Please count the lines in the entries that contain the string "palm", treating uppercase and lowercase as different, and reply with only the number.

(DATA):
◆ ◆ ◆ ◆ ◆
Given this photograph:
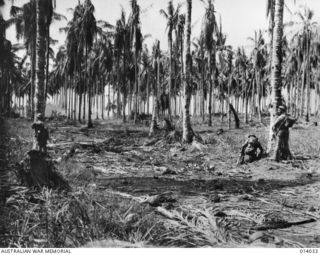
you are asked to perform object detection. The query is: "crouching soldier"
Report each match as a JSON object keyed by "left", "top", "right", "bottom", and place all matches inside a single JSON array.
[{"left": 237, "top": 135, "right": 263, "bottom": 165}]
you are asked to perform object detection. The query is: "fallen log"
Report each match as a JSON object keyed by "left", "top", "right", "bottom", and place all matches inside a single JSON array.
[{"left": 253, "top": 219, "right": 316, "bottom": 231}]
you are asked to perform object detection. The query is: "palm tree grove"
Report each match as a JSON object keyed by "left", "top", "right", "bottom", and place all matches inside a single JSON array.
[{"left": 0, "top": 0, "right": 320, "bottom": 249}]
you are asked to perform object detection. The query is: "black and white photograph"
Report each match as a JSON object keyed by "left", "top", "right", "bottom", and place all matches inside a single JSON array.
[{"left": 0, "top": 0, "right": 320, "bottom": 251}]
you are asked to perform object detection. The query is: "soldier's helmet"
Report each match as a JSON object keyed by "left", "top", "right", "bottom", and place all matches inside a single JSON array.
[
  {"left": 278, "top": 105, "right": 287, "bottom": 113},
  {"left": 248, "top": 135, "right": 258, "bottom": 144}
]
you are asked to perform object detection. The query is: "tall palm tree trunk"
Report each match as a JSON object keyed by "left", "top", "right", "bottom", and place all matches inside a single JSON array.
[
  {"left": 85, "top": 45, "right": 93, "bottom": 128},
  {"left": 208, "top": 51, "right": 213, "bottom": 127},
  {"left": 149, "top": 41, "right": 160, "bottom": 136},
  {"left": 34, "top": 0, "right": 46, "bottom": 125},
  {"left": 182, "top": 0, "right": 194, "bottom": 143},
  {"left": 267, "top": 0, "right": 289, "bottom": 155}
]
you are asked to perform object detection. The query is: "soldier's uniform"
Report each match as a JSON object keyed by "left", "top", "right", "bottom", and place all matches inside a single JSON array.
[
  {"left": 238, "top": 135, "right": 263, "bottom": 164},
  {"left": 272, "top": 106, "right": 296, "bottom": 161}
]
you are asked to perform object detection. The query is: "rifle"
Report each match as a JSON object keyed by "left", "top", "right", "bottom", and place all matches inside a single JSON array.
[{"left": 237, "top": 153, "right": 244, "bottom": 166}]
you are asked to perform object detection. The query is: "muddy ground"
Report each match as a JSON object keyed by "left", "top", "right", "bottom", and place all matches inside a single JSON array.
[{"left": 0, "top": 118, "right": 320, "bottom": 247}]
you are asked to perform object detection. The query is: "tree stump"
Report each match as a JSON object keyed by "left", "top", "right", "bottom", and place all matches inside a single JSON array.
[{"left": 18, "top": 150, "right": 70, "bottom": 190}]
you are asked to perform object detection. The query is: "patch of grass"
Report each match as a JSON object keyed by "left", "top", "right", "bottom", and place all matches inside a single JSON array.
[{"left": 1, "top": 188, "right": 160, "bottom": 248}]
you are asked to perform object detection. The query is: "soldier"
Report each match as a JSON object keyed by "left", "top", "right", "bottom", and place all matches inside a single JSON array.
[
  {"left": 31, "top": 114, "right": 49, "bottom": 153},
  {"left": 272, "top": 105, "right": 296, "bottom": 161},
  {"left": 237, "top": 135, "right": 263, "bottom": 165}
]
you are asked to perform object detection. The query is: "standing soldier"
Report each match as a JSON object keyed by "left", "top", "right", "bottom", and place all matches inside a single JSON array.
[{"left": 272, "top": 105, "right": 296, "bottom": 161}]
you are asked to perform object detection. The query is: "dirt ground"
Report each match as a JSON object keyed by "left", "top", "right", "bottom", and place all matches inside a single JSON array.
[{"left": 0, "top": 118, "right": 320, "bottom": 247}]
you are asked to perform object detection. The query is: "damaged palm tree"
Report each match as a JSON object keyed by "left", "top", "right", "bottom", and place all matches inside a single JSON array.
[{"left": 149, "top": 40, "right": 160, "bottom": 136}]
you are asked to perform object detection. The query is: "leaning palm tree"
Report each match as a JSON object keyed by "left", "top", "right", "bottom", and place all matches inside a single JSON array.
[
  {"left": 149, "top": 40, "right": 161, "bottom": 136},
  {"left": 160, "top": 0, "right": 181, "bottom": 118},
  {"left": 268, "top": 0, "right": 284, "bottom": 155},
  {"left": 182, "top": 0, "right": 194, "bottom": 143},
  {"left": 130, "top": 0, "right": 142, "bottom": 123},
  {"left": 202, "top": 0, "right": 217, "bottom": 127},
  {"left": 34, "top": 0, "right": 47, "bottom": 121}
]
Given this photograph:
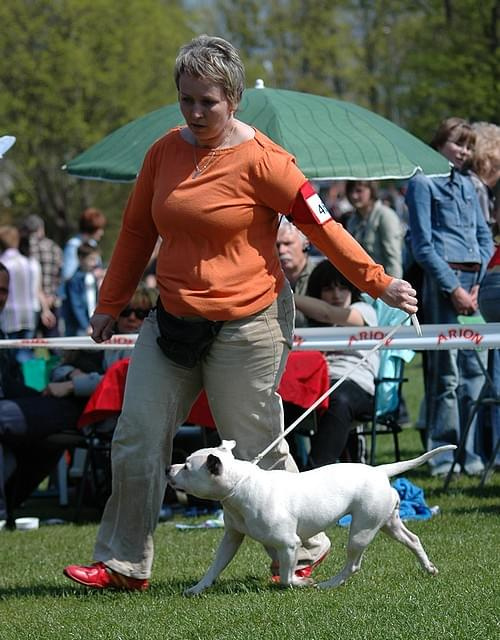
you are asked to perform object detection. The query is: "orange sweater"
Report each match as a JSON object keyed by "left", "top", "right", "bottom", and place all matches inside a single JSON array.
[{"left": 97, "top": 129, "right": 392, "bottom": 320}]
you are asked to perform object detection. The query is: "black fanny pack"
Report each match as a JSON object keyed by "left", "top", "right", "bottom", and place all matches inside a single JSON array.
[{"left": 156, "top": 298, "right": 224, "bottom": 369}]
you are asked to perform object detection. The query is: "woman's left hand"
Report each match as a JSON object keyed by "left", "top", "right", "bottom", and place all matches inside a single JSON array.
[{"left": 380, "top": 278, "right": 418, "bottom": 314}]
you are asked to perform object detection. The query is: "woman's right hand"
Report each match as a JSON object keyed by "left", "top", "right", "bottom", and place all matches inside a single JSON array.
[
  {"left": 90, "top": 313, "right": 115, "bottom": 343},
  {"left": 380, "top": 278, "right": 418, "bottom": 314}
]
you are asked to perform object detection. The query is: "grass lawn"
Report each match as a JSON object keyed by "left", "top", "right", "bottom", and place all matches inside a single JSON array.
[{"left": 0, "top": 358, "right": 500, "bottom": 640}]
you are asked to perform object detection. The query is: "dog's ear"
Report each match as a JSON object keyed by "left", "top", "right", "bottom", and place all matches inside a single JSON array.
[
  {"left": 220, "top": 440, "right": 236, "bottom": 451},
  {"left": 207, "top": 453, "right": 222, "bottom": 476}
]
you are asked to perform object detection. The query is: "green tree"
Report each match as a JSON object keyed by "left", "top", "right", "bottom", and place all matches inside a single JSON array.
[{"left": 0, "top": 0, "right": 192, "bottom": 246}]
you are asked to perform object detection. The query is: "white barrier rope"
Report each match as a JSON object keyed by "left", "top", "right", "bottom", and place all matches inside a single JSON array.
[{"left": 0, "top": 322, "right": 500, "bottom": 351}]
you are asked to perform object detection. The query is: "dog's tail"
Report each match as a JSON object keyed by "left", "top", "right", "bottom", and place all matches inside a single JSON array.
[{"left": 377, "top": 444, "right": 457, "bottom": 478}]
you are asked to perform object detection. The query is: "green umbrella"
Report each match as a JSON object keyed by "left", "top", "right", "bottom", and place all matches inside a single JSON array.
[{"left": 63, "top": 87, "right": 450, "bottom": 181}]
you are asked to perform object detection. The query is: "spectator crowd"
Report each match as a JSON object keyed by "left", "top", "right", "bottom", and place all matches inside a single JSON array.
[{"left": 0, "top": 118, "right": 500, "bottom": 520}]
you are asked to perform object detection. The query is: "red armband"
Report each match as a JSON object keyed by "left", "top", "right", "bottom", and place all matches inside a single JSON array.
[{"left": 290, "top": 182, "right": 332, "bottom": 226}]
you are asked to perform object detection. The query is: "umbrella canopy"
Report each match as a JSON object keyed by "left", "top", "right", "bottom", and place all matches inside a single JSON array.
[
  {"left": 0, "top": 136, "right": 16, "bottom": 158},
  {"left": 63, "top": 87, "right": 450, "bottom": 181}
]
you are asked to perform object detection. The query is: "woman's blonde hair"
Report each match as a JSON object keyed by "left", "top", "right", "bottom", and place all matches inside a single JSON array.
[
  {"left": 472, "top": 122, "right": 500, "bottom": 179},
  {"left": 174, "top": 35, "right": 245, "bottom": 109}
]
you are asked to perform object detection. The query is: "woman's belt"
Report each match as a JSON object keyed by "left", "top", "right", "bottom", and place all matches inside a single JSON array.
[{"left": 448, "top": 262, "right": 481, "bottom": 273}]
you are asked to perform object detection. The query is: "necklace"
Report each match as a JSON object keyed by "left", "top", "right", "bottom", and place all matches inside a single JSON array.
[{"left": 191, "top": 126, "right": 235, "bottom": 180}]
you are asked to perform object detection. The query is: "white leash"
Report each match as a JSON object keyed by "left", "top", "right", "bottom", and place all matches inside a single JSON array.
[{"left": 251, "top": 316, "right": 414, "bottom": 464}]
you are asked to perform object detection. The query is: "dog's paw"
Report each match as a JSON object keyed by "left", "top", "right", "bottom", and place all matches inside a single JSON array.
[
  {"left": 183, "top": 584, "right": 205, "bottom": 598},
  {"left": 290, "top": 576, "right": 316, "bottom": 587}
]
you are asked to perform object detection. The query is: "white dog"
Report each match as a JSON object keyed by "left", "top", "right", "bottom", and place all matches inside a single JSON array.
[{"left": 167, "top": 440, "right": 456, "bottom": 595}]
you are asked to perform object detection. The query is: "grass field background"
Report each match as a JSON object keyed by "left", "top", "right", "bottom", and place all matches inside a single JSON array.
[{"left": 0, "top": 358, "right": 500, "bottom": 640}]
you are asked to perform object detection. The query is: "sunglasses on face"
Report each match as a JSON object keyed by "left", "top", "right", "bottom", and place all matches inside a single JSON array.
[{"left": 120, "top": 307, "right": 149, "bottom": 320}]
◆ ◆ ◆ ◆ ◆
(RESPONSE TO THIS TASK):
4